Kutipan Dokumen:

- - - - -

Benar saja, apa yang kami perkirakan itu terjadi! Pada suatu ketika di kelas, saat jam pelajaran Bahasa Indonesia, Kiki datang ke kelas dengan membawa setumpuk buku ilmiah! Yang saya ingat saat itu, dialah orang yang pertama kali membawa buku “Membumikan Al-Quran” karangan M. Quraisy Shihab, ke kelas dan kemudian mendiskusikannya dengan guru Bahasa Indonesia.

Cerita masa sekolah bersama Kiki pun semakin variatif. Kiki yang bersifat ‘dingin’ itu benar-benar menjadi obyek dalam setiap canda tawa kami saat itu. Tapi Kiki tak bergeming, ia tetap seperti apa adanya: serius dalam segala hal. Meski begitu, ia selalu diidolakan oleh kami dalam urusan berdiskusi. Urusan membuat makalah, meminjam buku di perpustakaan, membaca rujukan, sampai ke foto kopi makalah, Kikilah yang selalu kami andalkan. Tak ayal, setiap pelajaran Bahasa Indonesia, khususnya diskusi, kami selalu ingin satu kelompok bersama Kiki.

- - - - -

Bagian Data:
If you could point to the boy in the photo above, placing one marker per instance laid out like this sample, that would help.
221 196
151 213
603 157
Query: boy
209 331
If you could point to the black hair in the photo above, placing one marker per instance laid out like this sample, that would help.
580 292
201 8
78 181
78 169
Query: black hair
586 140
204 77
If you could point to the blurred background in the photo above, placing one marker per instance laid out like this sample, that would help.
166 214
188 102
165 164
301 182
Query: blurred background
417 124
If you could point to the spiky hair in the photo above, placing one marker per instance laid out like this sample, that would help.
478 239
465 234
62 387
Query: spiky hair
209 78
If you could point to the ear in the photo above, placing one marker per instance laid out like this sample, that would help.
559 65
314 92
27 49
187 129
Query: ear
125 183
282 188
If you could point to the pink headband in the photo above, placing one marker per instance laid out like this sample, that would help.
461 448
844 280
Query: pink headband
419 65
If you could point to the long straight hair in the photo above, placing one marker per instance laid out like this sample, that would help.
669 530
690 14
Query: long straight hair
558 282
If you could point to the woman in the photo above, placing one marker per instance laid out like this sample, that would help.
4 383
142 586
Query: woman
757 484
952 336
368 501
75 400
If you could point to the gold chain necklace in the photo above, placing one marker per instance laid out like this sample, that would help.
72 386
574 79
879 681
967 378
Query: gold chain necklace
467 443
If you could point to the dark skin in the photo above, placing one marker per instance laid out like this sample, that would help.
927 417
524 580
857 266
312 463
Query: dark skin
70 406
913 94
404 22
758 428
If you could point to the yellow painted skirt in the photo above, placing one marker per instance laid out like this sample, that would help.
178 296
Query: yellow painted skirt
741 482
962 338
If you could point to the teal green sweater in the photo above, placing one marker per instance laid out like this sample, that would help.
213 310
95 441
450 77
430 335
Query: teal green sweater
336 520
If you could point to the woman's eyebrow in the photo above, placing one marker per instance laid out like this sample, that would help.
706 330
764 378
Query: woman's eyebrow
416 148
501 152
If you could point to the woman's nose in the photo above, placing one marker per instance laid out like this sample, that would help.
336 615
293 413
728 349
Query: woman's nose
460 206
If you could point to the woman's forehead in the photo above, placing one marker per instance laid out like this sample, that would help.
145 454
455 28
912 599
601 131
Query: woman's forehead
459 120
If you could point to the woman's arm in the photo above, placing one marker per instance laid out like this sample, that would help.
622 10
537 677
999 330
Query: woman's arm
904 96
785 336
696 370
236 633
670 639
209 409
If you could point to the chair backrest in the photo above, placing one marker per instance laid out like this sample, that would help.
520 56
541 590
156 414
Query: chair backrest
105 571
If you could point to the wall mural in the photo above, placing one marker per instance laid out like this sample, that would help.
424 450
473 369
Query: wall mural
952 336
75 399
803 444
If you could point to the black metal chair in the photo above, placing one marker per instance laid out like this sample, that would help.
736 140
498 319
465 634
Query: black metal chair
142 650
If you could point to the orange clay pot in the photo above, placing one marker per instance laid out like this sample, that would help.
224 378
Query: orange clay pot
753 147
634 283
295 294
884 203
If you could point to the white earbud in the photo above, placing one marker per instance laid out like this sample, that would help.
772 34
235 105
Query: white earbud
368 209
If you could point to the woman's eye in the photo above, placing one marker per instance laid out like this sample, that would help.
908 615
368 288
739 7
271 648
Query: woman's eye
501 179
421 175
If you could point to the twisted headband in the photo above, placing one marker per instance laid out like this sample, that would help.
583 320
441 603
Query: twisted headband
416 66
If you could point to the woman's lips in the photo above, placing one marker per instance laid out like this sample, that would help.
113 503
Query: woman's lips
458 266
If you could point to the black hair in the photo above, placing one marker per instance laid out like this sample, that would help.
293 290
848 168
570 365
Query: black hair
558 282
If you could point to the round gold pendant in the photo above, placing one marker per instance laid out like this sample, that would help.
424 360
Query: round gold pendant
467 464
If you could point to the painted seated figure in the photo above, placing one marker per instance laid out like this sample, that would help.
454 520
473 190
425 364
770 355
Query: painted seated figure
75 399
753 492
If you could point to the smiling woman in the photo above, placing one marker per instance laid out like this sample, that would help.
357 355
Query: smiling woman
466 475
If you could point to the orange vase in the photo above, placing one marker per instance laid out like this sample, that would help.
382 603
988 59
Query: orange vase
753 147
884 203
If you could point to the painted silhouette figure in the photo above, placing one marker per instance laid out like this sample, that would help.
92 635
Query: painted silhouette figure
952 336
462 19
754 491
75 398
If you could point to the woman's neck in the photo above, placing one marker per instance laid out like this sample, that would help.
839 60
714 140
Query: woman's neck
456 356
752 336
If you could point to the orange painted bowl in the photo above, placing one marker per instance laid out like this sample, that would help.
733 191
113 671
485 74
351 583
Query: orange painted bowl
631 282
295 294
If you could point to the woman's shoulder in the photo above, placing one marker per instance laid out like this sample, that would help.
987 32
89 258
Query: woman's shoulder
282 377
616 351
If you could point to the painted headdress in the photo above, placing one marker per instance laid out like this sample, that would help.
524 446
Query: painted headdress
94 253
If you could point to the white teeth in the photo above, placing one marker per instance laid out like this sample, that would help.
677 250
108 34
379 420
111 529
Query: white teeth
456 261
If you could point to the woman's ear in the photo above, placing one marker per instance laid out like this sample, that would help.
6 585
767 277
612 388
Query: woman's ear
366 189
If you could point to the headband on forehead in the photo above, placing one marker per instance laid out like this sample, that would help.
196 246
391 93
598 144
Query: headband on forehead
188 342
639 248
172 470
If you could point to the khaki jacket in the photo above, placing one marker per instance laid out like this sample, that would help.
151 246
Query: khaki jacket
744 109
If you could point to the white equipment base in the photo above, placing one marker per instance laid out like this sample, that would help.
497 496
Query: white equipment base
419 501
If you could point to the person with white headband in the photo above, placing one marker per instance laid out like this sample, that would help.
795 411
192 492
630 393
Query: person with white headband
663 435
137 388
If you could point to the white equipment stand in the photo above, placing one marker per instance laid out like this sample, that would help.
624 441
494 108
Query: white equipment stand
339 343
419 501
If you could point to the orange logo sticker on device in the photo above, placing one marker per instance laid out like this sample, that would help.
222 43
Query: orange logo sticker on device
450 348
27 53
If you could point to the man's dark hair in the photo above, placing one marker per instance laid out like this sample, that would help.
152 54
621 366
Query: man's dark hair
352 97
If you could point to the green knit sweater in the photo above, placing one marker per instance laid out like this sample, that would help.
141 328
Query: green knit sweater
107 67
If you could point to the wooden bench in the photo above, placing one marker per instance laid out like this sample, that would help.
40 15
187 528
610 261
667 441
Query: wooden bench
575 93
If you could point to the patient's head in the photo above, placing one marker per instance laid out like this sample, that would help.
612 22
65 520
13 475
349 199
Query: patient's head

- - - - -

Soal Tugas: Terjemahkan kalimat dari kutipan tentang Kiki ini ke dalam bahasa Inggris: "Cerita masa sekolah bersama Kiki pun semakin variatif."

Jawaban Tertulis: Our school-day stories with Kiki became more and more varied.